Thursday, July 23, 2009

Asea Brown Boveri (ABB - ADS NYSE) - Still a buy at $5

Current Share Price approx. $16

Cash & Similar Per Share Outstanding= $2.28
Last Dividend= $0.44
Payout Ratio (ttm) = 34%
Payout Ratio (4*mrq) = 37%

Market Cap = $38 B
LT Liabilities & Debt (net of Cash) = -$2.7 B
Enterprise Value = $41B

Revenues (ttm) = $34 B
Gross Margin (year ago) = 32.7%
Gross Margin (mrq) = 30.7%

Operating Cash Flow (ttm) = $3.4 B
Operating Cash Flow (mrq) = $1.0 B

Enterprise Value/EBITDA (ttm as of 23.July) = 6x
Current Ratio (year ago) = 1.52
Current Ratio (mrq) =1.63


Background:

ABB released the 30.June numbers today. The 2Q results are consistent with Gudovac's  26.June analysis. Therefore, ABB remains a buy at $5 per share on the NYSE.

ABB's leadership decided many years ago to shift into businesses with higher knowledge and service content as a theme for the future.  ABB exited the Rail and Large Power Generation business a decade ago. This long term strategic decision which may be turn out to be very successful someday. However, the strategy isn't successful today. 

ABB's competes as a highest quality equipment supplier. Customer's describe ABB as expensive, but worth it.  ABB can command price premiums of close to 30% in some sectors simply because of ABB's quality reputation. 

Owner's should realize that ABB is the enterprise that Percy Barnevik   successfully built out of the wreckage of Asea and Brown Boveri.  ABB was considered one of a handful of truly superior enterprises when Percy Barenvik was at the helm. Owners should also realize that a one is partnering alongside (or perhaps in competition with) Investor and the Wallenbergs.  The Wallenbergs are the premiere value investors in the world - full stop. 

Finally, Owners should recognize timing expressed in years when examining an enterprise such as ABB.  ABB's development and cycle times are are long. ABB's customers require years of preparation to embark on a major project.  A decision to buy ABB does not require instant action. Events take months to gestate.  

The decision to own ABB requires the patience of hunter - observe, stalk quietly, wait, wait some more, and then strike. 

Operating Analysis:

As the 2Q results indicate, it is difficult to make spectacular profits in higher knowledge  industrial capital goods when capacity utilization in the US is 68%  and EU industrial production is down 17% year over year.  It is even more difficult to sell ABB's clever Gird solutions when OCED power consumption is dropping for the first time since 1945. 

The difficulties ABB's managers have is expressed in the right hand slide from ABB's quarterly presentation. New Orders are down nearly 30%. This decline can be expected to continue until industrial utilization expands significantly. It is unlikely that industrial utilization will expand in the next 2-5 years. 

Owners can also expect margins will come under pressure as managers accept lower quality orders.  ABB indicated in its statements today that customer are getting the benefits of lower commodity prices on ABB orders. In lean times, Customers will naturally bargain harder for price concessions which is straightforward to manage. (ie Do we accept this order at this margin or not ?)

__Given information__
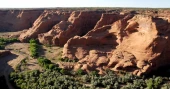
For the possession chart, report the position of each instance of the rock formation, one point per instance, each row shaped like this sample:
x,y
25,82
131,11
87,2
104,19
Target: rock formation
x,y
17,20
79,23
139,45
134,41
44,23
4,53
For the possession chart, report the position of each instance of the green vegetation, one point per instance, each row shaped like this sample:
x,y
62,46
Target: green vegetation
x,y
33,48
67,60
5,41
21,64
53,79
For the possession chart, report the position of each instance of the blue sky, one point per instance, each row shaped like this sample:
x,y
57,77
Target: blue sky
x,y
84,3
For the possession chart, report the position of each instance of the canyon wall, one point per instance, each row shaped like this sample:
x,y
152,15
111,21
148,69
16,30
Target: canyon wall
x,y
133,41
17,20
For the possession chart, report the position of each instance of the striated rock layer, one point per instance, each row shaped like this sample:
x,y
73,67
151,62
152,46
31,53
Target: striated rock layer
x,y
17,20
134,41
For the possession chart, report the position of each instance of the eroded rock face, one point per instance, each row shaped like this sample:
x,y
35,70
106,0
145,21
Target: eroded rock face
x,y
139,45
44,23
79,23
4,53
134,41
17,20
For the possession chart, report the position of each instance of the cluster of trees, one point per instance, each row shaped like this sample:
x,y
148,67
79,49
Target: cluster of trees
x,y
67,60
52,79
33,48
5,41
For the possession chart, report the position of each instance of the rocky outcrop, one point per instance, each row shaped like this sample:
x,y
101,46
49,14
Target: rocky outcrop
x,y
134,41
79,23
17,20
44,23
139,45
4,53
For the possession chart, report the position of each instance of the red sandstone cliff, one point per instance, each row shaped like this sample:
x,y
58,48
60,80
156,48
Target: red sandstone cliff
x,y
17,20
132,41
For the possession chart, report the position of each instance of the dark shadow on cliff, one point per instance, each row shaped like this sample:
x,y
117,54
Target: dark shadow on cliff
x,y
5,70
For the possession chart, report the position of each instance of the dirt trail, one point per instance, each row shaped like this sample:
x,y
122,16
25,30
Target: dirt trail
x,y
19,51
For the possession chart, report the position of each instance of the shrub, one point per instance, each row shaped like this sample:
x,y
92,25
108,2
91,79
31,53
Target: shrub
x,y
34,48
5,41
79,72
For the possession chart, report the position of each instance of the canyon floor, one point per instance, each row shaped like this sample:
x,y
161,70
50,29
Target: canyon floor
x,y
98,47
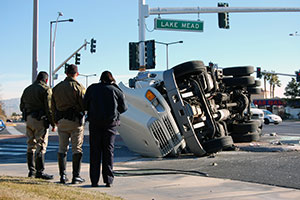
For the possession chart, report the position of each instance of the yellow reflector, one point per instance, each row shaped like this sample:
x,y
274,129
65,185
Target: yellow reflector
x,y
149,95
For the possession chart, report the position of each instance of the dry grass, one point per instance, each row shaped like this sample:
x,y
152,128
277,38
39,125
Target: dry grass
x,y
15,188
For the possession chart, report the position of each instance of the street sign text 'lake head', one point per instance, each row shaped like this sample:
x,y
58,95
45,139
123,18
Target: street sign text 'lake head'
x,y
178,25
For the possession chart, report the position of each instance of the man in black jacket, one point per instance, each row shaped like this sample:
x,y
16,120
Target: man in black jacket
x,y
104,102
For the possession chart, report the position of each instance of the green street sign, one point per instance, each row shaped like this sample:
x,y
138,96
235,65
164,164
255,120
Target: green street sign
x,y
178,25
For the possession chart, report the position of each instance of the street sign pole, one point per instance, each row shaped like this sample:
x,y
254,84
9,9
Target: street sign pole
x,y
178,25
145,11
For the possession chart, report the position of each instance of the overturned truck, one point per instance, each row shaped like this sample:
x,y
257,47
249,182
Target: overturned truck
x,y
189,108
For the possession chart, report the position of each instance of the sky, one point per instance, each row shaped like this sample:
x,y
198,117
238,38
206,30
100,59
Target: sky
x,y
254,39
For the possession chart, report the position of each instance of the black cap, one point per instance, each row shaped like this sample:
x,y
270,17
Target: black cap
x,y
71,69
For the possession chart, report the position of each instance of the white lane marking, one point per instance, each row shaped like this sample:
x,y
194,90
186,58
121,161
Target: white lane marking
x,y
13,131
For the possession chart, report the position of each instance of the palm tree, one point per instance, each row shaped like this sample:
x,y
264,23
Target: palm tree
x,y
274,81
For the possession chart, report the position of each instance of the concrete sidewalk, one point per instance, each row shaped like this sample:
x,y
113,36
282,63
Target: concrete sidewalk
x,y
169,186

__Exercise requirements__
A) Answer these questions about the ABB stock analysis, one answer per line, marked the same way.
(i) Which two businesses did ABB exit a decade ago?
(ii) What price premium can ABB command in some sectors because of its quality reputation?
(iii) By roughly how much are New Orders down?
B) Carry on the ABB stock analysis from its last sentence.

__Responses to the exercise__
A)
(i) Rail and Large Power Generation
(ii) Close to 30%
(iii) Nearly 30%

B)
What is more difficult to manage is that Customers will also tend to increase performance specifications on orders. Tough performance criteria which ABB might have been able to negotiate away in the boom times will be reluctantly accepted.  These risks are impossible to quantity at the time of order acceptance. What is the risk that a $100 million ABB automation order will miss a increased  productivity standard by 1% costing ABB a 20% performance penalty ?  ABB managers are first rate Engineers with a solid track record of meeting performance specs, but in lean times everyone accepts tough spec. orders which may have been refused in a boom times.

The next slide indicates the full impact of under utilized industrial capacity on ABB's focus on energy efficiency, automation, and grid expansion.  Orders are down in the US and Europe as one would expect. 

But,  ABB's orders for China are down 20% y.o.y. In stark contrast to ABB, both GE and Alstom's Chinese order intake rose in the same time frame. ABB's drop in order intake for China  should be followed closely by Owners. If this is a consistent pattern over the next few quarters, then Owners should discount ABB's price accordingly. 
                                                                                            
The next operating slide came as a surprise to Gudovac.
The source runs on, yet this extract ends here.